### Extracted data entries

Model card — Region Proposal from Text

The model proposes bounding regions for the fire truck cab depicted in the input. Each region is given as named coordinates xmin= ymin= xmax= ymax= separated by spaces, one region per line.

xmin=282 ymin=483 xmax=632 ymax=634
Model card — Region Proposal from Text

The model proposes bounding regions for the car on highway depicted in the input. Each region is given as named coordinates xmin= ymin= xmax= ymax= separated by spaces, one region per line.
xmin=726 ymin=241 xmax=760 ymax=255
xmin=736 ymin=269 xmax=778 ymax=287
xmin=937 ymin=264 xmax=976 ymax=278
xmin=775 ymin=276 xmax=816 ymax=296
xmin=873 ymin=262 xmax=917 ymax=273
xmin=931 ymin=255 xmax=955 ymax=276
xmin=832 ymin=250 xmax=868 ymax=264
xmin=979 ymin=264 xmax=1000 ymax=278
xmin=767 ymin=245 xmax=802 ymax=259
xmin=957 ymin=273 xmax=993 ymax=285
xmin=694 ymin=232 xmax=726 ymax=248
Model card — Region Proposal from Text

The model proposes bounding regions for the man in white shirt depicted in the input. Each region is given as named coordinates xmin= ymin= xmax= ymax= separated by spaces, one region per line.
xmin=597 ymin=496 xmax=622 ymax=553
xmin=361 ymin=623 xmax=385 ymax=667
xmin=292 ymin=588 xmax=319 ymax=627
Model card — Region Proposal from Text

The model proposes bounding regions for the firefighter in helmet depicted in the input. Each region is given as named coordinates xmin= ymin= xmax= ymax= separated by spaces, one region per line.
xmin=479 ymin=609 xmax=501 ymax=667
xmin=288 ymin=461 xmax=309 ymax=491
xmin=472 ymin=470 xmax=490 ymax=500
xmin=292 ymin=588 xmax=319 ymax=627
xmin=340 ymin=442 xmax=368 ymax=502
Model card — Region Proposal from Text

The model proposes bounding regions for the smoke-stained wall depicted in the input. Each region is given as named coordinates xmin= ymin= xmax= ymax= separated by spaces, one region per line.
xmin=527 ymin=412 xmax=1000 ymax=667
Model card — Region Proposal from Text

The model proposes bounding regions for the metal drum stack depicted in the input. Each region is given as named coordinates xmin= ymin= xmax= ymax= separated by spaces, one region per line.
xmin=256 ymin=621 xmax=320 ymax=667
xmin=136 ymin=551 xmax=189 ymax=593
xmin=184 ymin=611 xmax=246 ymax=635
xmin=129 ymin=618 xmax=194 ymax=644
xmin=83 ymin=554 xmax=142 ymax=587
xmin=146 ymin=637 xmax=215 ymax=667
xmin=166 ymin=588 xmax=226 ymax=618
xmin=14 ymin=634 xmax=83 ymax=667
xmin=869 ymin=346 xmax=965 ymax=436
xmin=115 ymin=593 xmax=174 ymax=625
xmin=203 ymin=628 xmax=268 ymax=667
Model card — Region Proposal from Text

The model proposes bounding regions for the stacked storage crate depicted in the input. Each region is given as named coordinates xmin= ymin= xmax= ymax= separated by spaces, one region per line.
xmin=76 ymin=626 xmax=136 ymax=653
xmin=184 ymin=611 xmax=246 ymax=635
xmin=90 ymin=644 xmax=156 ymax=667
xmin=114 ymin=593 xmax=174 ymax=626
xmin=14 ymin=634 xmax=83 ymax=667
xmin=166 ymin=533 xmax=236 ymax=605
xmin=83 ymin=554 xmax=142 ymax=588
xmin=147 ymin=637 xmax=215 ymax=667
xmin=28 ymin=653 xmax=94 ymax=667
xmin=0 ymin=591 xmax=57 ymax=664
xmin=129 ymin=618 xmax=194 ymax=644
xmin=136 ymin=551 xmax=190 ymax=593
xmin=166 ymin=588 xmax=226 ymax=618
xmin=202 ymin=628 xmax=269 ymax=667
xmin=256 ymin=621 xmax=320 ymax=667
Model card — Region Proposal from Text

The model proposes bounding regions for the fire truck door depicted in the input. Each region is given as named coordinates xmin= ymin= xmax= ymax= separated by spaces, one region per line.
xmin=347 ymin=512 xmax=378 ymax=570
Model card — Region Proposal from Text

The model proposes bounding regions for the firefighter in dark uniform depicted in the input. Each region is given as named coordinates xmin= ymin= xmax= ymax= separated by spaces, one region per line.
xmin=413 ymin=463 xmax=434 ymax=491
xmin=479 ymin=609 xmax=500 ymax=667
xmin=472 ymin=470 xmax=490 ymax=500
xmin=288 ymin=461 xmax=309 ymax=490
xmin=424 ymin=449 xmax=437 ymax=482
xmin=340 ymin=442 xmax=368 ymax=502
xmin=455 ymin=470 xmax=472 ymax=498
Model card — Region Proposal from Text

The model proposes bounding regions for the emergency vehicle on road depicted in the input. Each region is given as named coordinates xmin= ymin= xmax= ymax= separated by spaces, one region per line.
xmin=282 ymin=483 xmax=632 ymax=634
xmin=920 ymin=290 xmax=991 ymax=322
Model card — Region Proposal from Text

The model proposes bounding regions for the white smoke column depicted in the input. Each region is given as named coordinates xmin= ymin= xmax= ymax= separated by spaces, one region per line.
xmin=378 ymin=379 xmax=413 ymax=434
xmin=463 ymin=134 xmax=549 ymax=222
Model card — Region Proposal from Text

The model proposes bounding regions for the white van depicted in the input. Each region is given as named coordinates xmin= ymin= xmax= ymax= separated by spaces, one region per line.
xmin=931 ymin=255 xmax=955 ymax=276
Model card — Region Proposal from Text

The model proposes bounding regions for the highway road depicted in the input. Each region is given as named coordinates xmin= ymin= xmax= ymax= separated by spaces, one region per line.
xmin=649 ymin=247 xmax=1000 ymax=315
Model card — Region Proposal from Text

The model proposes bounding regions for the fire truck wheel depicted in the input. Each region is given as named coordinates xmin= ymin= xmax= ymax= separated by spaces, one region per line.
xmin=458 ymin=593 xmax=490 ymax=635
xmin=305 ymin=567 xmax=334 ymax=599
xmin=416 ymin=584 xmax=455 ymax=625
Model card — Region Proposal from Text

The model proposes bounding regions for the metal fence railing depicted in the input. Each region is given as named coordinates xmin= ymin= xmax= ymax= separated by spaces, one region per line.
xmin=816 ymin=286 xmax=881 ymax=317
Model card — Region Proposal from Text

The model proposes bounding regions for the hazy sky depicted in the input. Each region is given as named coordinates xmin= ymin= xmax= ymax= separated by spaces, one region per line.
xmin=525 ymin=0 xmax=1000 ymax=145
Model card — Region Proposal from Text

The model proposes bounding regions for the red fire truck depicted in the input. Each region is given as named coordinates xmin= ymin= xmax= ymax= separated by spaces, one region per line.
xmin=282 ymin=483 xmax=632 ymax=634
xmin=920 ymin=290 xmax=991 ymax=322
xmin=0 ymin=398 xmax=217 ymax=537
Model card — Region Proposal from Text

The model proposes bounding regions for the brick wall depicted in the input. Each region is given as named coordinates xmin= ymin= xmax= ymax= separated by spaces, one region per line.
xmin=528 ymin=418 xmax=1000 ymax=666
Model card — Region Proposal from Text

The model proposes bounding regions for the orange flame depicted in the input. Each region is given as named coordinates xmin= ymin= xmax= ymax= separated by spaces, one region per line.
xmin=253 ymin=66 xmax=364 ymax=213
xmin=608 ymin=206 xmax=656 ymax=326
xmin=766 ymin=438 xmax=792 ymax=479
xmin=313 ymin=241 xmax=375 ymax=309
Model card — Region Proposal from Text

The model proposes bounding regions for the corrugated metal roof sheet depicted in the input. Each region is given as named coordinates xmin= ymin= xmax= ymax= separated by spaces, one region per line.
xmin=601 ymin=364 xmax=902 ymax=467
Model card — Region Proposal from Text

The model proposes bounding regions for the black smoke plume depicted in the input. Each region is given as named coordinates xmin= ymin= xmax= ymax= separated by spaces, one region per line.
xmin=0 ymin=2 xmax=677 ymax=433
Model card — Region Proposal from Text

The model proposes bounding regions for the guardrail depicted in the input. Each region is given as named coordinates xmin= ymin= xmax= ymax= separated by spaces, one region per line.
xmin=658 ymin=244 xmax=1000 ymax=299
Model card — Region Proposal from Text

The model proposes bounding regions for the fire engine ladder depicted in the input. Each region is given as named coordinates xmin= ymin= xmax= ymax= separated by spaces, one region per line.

### What the exercise asks
Rewrite the rows from the beginning up to and including the line with "xmin=527 ymin=412 xmax=1000 ymax=667", reproducing every line in that span. Multiply each bounding-box coordinate by 2.3 and round it to a whole number, with halves rounded up.

### Exercise answer
Model card — Region Proposal from Text

The model proposes bounding regions for the fire truck cab depicted in the input. Each region is given as named coordinates xmin= ymin= xmax= ymax= separated by spaces, one region per line.

xmin=649 ymin=1111 xmax=1454 ymax=1458
Model card — Region Proposal from Text

The model proposes bounding regions for the car on highway depicted in the input. Each region is given as named coordinates xmin= ymin= xmax= ymax= separated by spaces, one region per line.
xmin=1670 ymin=554 xmax=1748 ymax=587
xmin=1693 ymin=619 xmax=1789 ymax=660
xmin=2155 ymin=607 xmax=2245 ymax=639
xmin=1783 ymin=635 xmax=1877 ymax=681
xmin=2008 ymin=603 xmax=2109 ymax=628
xmin=2141 ymin=587 xmax=2197 ymax=635
xmin=1914 ymin=575 xmax=1996 ymax=607
xmin=2252 ymin=607 xmax=2300 ymax=639
xmin=1764 ymin=564 xmax=1845 ymax=596
xmin=2201 ymin=628 xmax=2284 ymax=656
xmin=1596 ymin=534 xmax=1670 ymax=570
Model card — Region Proposal from Text

The model proposes bounding regions for the man in white shirt depicted in the input. Each region is given as named coordinates xmin= ymin= xmax= ymax= separated by spaces, one region per line.
xmin=1373 ymin=1141 xmax=1431 ymax=1272
xmin=830 ymin=1433 xmax=886 ymax=1534
xmin=672 ymin=1352 xmax=734 ymax=1442
Model card — Region Proposal from Text

The model proposes bounding regions for the firefighter in helmet depicted in the input. Each region is given as named coordinates xmin= ymin= xmax= ymax= separated by spaces, one region per line.
xmin=1102 ymin=1401 xmax=1152 ymax=1534
xmin=662 ymin=1060 xmax=711 ymax=1129
xmin=1086 ymin=1081 xmax=1127 ymax=1150
xmin=672 ymin=1352 xmax=734 ymax=1442
xmin=782 ymin=1017 xmax=846 ymax=1155
Model card — Region Proposal from Text

The model proposes bounding regions for the smoke-stained wall depicted in the input. Each region is given as named coordinates xmin= ymin= xmax= ymax= separated by spaces, one region per line.
xmin=1212 ymin=948 xmax=2300 ymax=1534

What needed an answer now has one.